## Extrait de page
........

Les légumes de base du curry japonais sont les oignons, les carottes et les pommes de terre, des légumes souvent macérés dans la sauce soja. On ajoute parfois des pommes ou du miel pour un goût plus sucré. Le porc, le bœuf et le poulet sont les viandes les plus choisies. À Tokyo, on choisira le porc tandis qu’à Osaka, c’est le bœuf qui sera le plus utilisé.
La boisson de choix qui accompagne le curry est l’eau, son goût neutre rend impossible toute interférence avec les multiples épices du curry. Les autres boissons donnent un goût désastreux une fois associées au goût fort du curry.
Le curry japonais est riche en curcumine, un composant actif du curcuma, connu pour ses propriétés anti-inflammatoires et antioxydantes. En effet, la curcumine, grâce à son pouvoir anticoagulant, aurait la particularité de fluidifier le sang, mais aussi, d’avoir une action vasodilatatrice sur les artères, empêchant ainsi une hypertension artérielle.

LE MBONGO: noir comme un délice.
« Sois noire et laisse-toi savourer », c’est l’ordre qu’on aimerait intimer à toute sauce de Mbongo, après y avoir goûté.
Le mbongo est une identité remarquable de la cuisine traditionnelle camerounaise, il est noir et bouleverse les sens, exactement comme une fille Bassa’a, expertes dans l’art de remuer les cœurs et de subjuguer les palais avec des recettes de mbongo qui se transmettent de génération en génération. Les Bassa’a, c’est le mbongo, une sauce fort en goût et au caractère affirmé, exactement comme si des ancêtres Bassa’a s’étaient réincarnés en sauce, pour gouverner les appétits des vivants. Quand la sauce mbongo est accompagnée de poisson (machoiron, maquereau, carpe, anguille, silure), nous avons le mbongo tchobi (tchobi pour le poisson, mais il est fréquent qu’on appelle mbongo tchobi des mbongos de viande, mbongo tchobi est devenu un terme générique, un nom commun de tous les mbongos.

........

## Données affichées
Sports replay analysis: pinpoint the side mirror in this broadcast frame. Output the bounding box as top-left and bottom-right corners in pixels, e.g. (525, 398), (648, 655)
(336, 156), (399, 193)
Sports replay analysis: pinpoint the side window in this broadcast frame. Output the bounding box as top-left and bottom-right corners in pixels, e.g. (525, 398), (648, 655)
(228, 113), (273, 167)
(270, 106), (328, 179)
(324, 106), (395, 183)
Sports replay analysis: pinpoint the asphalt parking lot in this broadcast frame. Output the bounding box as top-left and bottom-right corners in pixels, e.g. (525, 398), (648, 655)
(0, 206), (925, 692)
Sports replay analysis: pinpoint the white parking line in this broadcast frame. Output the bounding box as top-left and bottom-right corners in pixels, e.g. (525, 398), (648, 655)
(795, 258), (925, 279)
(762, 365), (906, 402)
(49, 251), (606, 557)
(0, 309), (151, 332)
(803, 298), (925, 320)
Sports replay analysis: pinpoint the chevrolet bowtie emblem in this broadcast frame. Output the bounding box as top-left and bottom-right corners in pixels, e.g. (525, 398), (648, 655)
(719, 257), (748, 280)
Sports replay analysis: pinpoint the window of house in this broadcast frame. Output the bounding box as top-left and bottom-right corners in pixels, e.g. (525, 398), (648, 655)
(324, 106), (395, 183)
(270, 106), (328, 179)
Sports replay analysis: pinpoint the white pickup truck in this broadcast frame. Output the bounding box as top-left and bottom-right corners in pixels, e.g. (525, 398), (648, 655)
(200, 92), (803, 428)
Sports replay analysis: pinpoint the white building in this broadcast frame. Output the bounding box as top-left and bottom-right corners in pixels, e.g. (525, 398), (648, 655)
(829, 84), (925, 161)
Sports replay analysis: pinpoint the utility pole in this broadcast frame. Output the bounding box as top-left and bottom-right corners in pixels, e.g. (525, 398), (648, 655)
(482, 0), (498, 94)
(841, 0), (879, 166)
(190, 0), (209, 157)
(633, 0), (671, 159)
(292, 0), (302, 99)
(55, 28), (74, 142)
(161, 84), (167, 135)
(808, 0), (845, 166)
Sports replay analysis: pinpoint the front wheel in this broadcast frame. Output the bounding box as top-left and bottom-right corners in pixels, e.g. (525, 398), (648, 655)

........

## Travail à faire
a: D'après l'extrait de page, quelle viande utilise-t-on le plus à Osaka pour le curry japonais ?
b: Reprends l'extrait de page sur la cuisine juste après sa dernière phrase.

## Réponses par point
a: Le bœuf.

b:
Le mbongo, (afromomum citratum), qu’on appelle aussi poivre de Guinée ou « maniguette juteuse », mbongo mwel Bassa’a, ou mvonlo en Ewondo, est une plantes à fleurs de la famille des Zingibéracées (comme le curcuma, le gingembre, la cardamome), dont les gousses séchées seront noircies par le feu et réduites en poudre. Une poudre noire à laquelle seront ajoutées des épices du terroir: hiomi (non brulé), messep (basilic sauvage), gingembre, rondelle (abre à ail), noix de pèbè, djansang (graines de ricinodendron), éssèssè (épices 4 cotés), maniguette piquante (afromomum melegueta), poivre noir de Penja, pour constituer ce qu’on va appeler « la poudre de mbongo « .
L’huile de palme plus que l’huile d’arachide, active la saveur umami du mbongo. Il rejoint son homologue le curry japonais dans la somptuosité de la saveur en bouche. Le piment savamment dosé vient parfaire un délice qui fait saliver de plaisir avant et même après le repas.

Le mbongo doit être servi chaud, avec du riz, des tubercules de manioc frais, des mintoumbas ( manioc fermenté cuit avec un filet d’huile de palme), de la banane plantain bouillie ou frite, du macabo ou du foutou.
Le mystère n’est pas seulement dans sa couleur, mais dans le goût du mbongo, les deux, couleur et saveur, font un plat unique qui n’a pas fini de ravir les gourmets.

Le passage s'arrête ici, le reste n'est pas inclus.